• [Description of the task]
All records below are to be repeated precisely, with nothing added.

(Records contained in a dataset)
────────────────────
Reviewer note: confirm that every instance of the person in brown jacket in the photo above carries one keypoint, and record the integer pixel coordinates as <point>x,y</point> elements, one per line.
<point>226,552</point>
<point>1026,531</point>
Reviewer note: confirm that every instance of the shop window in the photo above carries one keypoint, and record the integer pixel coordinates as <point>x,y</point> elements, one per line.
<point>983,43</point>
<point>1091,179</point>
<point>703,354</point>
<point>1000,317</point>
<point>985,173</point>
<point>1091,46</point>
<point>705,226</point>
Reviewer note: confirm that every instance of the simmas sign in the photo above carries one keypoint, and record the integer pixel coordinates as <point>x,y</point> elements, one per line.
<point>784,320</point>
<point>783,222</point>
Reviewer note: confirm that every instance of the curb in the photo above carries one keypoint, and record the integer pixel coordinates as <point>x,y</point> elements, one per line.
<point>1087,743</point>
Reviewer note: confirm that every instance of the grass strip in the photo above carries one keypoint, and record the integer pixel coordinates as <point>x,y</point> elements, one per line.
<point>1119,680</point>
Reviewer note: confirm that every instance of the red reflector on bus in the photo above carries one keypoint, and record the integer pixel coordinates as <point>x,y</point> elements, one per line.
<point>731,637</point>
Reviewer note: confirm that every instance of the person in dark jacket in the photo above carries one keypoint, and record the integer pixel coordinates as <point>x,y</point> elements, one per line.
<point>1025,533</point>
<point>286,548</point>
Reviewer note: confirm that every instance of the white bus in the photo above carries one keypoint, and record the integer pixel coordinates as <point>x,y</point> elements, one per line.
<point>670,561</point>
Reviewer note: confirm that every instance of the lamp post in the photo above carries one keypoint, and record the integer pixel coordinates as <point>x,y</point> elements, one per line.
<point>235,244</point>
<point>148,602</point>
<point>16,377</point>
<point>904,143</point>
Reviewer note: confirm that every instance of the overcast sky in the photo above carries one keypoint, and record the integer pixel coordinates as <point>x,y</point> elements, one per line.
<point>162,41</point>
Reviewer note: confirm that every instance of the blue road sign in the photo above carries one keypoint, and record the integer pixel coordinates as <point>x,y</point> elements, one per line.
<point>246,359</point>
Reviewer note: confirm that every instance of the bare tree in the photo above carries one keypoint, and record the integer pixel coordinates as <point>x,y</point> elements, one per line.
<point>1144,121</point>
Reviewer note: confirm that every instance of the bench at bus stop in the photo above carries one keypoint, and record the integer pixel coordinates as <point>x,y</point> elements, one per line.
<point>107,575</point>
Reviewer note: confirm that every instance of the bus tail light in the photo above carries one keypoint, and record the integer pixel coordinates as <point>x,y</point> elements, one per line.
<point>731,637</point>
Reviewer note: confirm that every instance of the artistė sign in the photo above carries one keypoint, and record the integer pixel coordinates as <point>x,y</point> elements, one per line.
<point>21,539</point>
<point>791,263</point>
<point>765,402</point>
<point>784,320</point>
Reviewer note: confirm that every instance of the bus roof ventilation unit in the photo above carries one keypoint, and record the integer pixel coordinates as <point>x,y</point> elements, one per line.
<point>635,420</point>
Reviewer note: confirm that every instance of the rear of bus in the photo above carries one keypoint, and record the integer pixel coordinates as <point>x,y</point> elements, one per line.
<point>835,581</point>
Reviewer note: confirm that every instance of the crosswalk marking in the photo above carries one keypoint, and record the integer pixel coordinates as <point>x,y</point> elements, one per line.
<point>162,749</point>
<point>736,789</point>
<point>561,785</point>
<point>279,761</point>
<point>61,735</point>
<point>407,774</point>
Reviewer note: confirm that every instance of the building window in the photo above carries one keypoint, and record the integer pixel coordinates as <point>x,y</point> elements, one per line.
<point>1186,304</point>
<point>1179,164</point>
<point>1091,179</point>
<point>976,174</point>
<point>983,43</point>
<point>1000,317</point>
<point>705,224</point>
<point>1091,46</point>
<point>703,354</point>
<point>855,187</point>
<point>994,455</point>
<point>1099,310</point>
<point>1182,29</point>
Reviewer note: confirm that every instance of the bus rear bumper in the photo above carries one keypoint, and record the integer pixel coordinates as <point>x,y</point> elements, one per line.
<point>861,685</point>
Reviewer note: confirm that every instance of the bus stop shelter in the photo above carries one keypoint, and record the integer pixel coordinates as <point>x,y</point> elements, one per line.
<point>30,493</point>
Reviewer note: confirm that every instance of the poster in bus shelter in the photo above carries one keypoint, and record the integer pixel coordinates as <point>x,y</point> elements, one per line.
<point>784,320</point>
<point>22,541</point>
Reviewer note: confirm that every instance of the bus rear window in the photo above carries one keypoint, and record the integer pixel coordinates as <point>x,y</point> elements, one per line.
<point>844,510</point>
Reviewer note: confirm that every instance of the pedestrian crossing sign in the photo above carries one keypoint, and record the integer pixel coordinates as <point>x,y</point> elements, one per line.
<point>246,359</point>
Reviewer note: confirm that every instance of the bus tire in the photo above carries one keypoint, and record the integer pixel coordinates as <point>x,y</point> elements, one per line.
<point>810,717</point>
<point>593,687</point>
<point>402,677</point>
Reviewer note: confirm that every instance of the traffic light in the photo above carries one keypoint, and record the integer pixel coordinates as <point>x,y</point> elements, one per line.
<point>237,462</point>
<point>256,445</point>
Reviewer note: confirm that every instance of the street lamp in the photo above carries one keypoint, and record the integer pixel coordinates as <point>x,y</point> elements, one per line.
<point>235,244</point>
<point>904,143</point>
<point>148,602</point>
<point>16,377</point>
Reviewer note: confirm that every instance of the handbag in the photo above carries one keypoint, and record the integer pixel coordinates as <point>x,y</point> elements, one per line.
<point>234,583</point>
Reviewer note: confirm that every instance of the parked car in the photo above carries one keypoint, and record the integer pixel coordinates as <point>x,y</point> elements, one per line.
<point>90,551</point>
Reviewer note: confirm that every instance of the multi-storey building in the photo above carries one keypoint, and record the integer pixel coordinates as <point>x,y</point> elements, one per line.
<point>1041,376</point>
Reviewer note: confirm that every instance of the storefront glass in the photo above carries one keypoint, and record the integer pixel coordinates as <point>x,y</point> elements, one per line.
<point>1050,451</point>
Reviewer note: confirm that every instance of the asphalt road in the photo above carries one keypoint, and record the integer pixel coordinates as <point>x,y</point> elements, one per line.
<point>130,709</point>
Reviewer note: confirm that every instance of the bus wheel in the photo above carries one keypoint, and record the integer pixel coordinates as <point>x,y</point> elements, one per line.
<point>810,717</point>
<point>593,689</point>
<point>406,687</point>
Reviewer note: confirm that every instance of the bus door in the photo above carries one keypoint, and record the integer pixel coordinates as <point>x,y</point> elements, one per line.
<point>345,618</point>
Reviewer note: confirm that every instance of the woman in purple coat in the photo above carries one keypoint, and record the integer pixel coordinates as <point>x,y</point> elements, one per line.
────────────────────
• [Reply to the exercise]
Reviewer note: confirm that every instance of the person in brown jacket in the photo above carries one keypoint, and record the integer pixel coordinates as <point>x,y</point> elements, one per line.
<point>226,552</point>
<point>1026,531</point>
Reviewer note: confirm that every instance of the shop window in the photo above carries one keypoint, and record the integer pixel coordinates as <point>x,y</point> elements, one per line.
<point>983,43</point>
<point>1091,179</point>
<point>703,354</point>
<point>1000,317</point>
<point>985,173</point>
<point>1091,46</point>
<point>705,226</point>
Reviewer note: confirm that every instance of the simmas sign in the photo above carries one keypoint, and record the integer pixel coordinates as <point>x,y</point> elements, one per line.
<point>784,320</point>
<point>783,222</point>
Reviewer note: confirm that every instance of the curb in the photo above carries one keypoint, and record the integer pixel coordinates as <point>x,y</point> elements, one per line.
<point>1087,743</point>
Reviewer note: confirm that every instance of the grass strip in the photo above carries one keypoint, and record the integer pixel coordinates as <point>x,y</point> elements, one per line.
<point>1119,680</point>
Reviewer note: confirm that every instance of the red reflector on bus in the photo above carries one keypoint, and record the integer pixel coordinates as <point>x,y</point> elements, one per line.
<point>731,637</point>
Reviewer note: confirm that every instance of the person in dark jacket in the photo above carries one keypoint, and record the integer pixel coordinates as <point>x,y</point> elements, one per line.
<point>1025,533</point>
<point>286,548</point>
Reviewer note: confirm that every instance of the white bus in the photo above carries one keypoint, and record the integer pixel coordinates as <point>x,y</point> elements, one per line.
<point>670,561</point>
Reviewer note: confirm that every instance of the lamp post in the photo above carries one keypoint, and record the integer pixel coordinates as <point>x,y</point> elements, one per line.
<point>235,244</point>
<point>148,602</point>
<point>16,377</point>
<point>904,143</point>
Reviewer note: confirm that every instance of the overcast sky in the photo above carries one keypoint, and record the integer pixel coordinates as <point>x,y</point> elements, one per line.
<point>162,41</point>
Reviewer note: confirm that every instance of the blue road sign in the photo above carries one keypoint, and record the integer pixel coordinates as <point>x,y</point> elements, one per line.
<point>246,359</point>
Reviewer note: confirm that every instance of the bare tree in the photo above carries one keypoint, and record the integer pixel coordinates as <point>x,y</point> elements, one per line.
<point>1144,121</point>
Reviewer note: confirm that every instance of the bench at bus stop in the photo above carries one keypoint, and record the integer pixel coordinates as <point>x,y</point> elements, one per line.
<point>107,575</point>
Reviewer note: confirm that every instance of the bus tail light in the photo above carries one keypoint, and record the integer pixel coordinates as <point>x,y</point> elements, one per line.
<point>731,637</point>
Reviewer note: confirm that every instance of the artistė sign in the photo above carries one keypoint, and record the integer pixel coordinates as <point>x,y</point> elements, one per line.
<point>21,539</point>
<point>791,263</point>
<point>765,402</point>
<point>784,320</point>
Reviewer note: confirm that every instance of the bus roof ventilation unit in the photo above carries one keypoint, and record the integer pixel coordinates as <point>x,y</point> elements, one per line.
<point>635,420</point>
Reviewer note: confirm that every instance of the rear of bus in the photo above carries one keypoint, and record the integer pixel coordinates as <point>x,y</point> elements, one per line.
<point>835,581</point>
Reviewer note: confirm that every instance of the crosswalk marking in the photo above carries one keypoint, and record the integer pixel coordinates as <point>x,y</point> elements, one per line.
<point>162,749</point>
<point>736,789</point>
<point>561,785</point>
<point>279,761</point>
<point>61,735</point>
<point>407,774</point>
Reviewer note: confirm that every instance of the building window in the photo above carries one keypoint, and record the integer pixel coordinates as <point>x,y</point> elements, one per line.
<point>1186,304</point>
<point>1179,164</point>
<point>1091,179</point>
<point>976,174</point>
<point>983,43</point>
<point>1000,317</point>
<point>705,224</point>
<point>1091,46</point>
<point>703,354</point>
<point>855,187</point>
<point>994,455</point>
<point>1099,310</point>
<point>1182,29</point>
Reviewer note: confirm that every instance of the bus rear bumper in the photo above carries one keypoint, and record the integer pixel coordinates as <point>x,y</point> elements, one per line.
<point>861,685</point>
Reviewer note: confirm that every instance of the bus stop shelter in the photo above carries one keypoint, and record the integer pixel coordinates as <point>x,y</point> elements, one per line.
<point>30,493</point>
Reviewer note: confirm that every instance of the poster in bus shelter in the photo above carries one keypoint, and record the integer pixel coordinates as <point>x,y</point> elements, one per line.
<point>784,320</point>
<point>22,541</point>
Reviewer note: confirm that every instance of the bus rear window in the photo above carries one keypoint, and record the integer pixel coordinates as <point>x,y</point> elements, one per line.
<point>844,510</point>
Reviewer note: confirm that every instance of the pedestrian crossing sign in the photo above carries one keypoint, and record the integer pixel coordinates as <point>x,y</point> elements, one per line.
<point>246,359</point>
Reviewer note: confirm that every instance of the bus tire in the photo above carries one keypoint, and record the integer pixel coordinates as <point>x,y</point> elements, one per line.
<point>810,717</point>
<point>593,687</point>
<point>402,677</point>
Reviewer note: confirm that every instance of the traffic light in the photo above carries one keypoint, and record the integer pixel coordinates as <point>x,y</point> elements, one per line.
<point>237,462</point>
<point>256,445</point>
Reviewer note: confirm that every instance of the street lamp in the photo above carries one keypoint, and record the integer pixel coordinates as <point>x,y</point> elements, one per line.
<point>235,244</point>
<point>904,143</point>
<point>148,602</point>
<point>16,377</point>
Reviewer note: confirm that every instance of the handbag in the photo above carries one keypoint, and record the integer pixel coordinates as <point>x,y</point> elements, one per line.
<point>234,583</point>
Reviewer note: confirm that every instance of the parked car in the photo above carries one keypoint, and record the integer pixel coordinates as <point>x,y</point> elements, one per line.
<point>90,551</point>
Reviewer note: confirm that every instance of the multi-storey building in the photo above carries one keypoint, and record the integer pixel coordinates as <point>x,y</point> elements, one per line.
<point>1041,376</point>
Reviewer note: confirm that every instance of the storefront glass in the photo above carries one keypoint, and record the integer pixel coordinates as <point>x,y</point> elements, one per line.
<point>1050,451</point>
Reviewer note: confirm that every instance of the asphalt road in the photo above carries one keypoint, and record the integer pixel coordinates as <point>x,y</point> elements, one per line.
<point>130,709</point>
Reviewer note: confirm that every instance of the bus wheel in the photo above carries one keypoint, and record the integer pixel coordinates as <point>x,y</point> elements, one per line.
<point>810,717</point>
<point>593,689</point>
<point>406,687</point>
Reviewer note: confirm that every instance of the bus door in the photo above carries one keypoint, and record the integer pixel coordinates as <point>x,y</point> elements, one per line.
<point>345,618</point>
Reviewer note: confirm that every instance of the woman in purple coat in the photo above carries one keypoint, and record the integer pixel coordinates as <point>x,y</point> elements, one per line.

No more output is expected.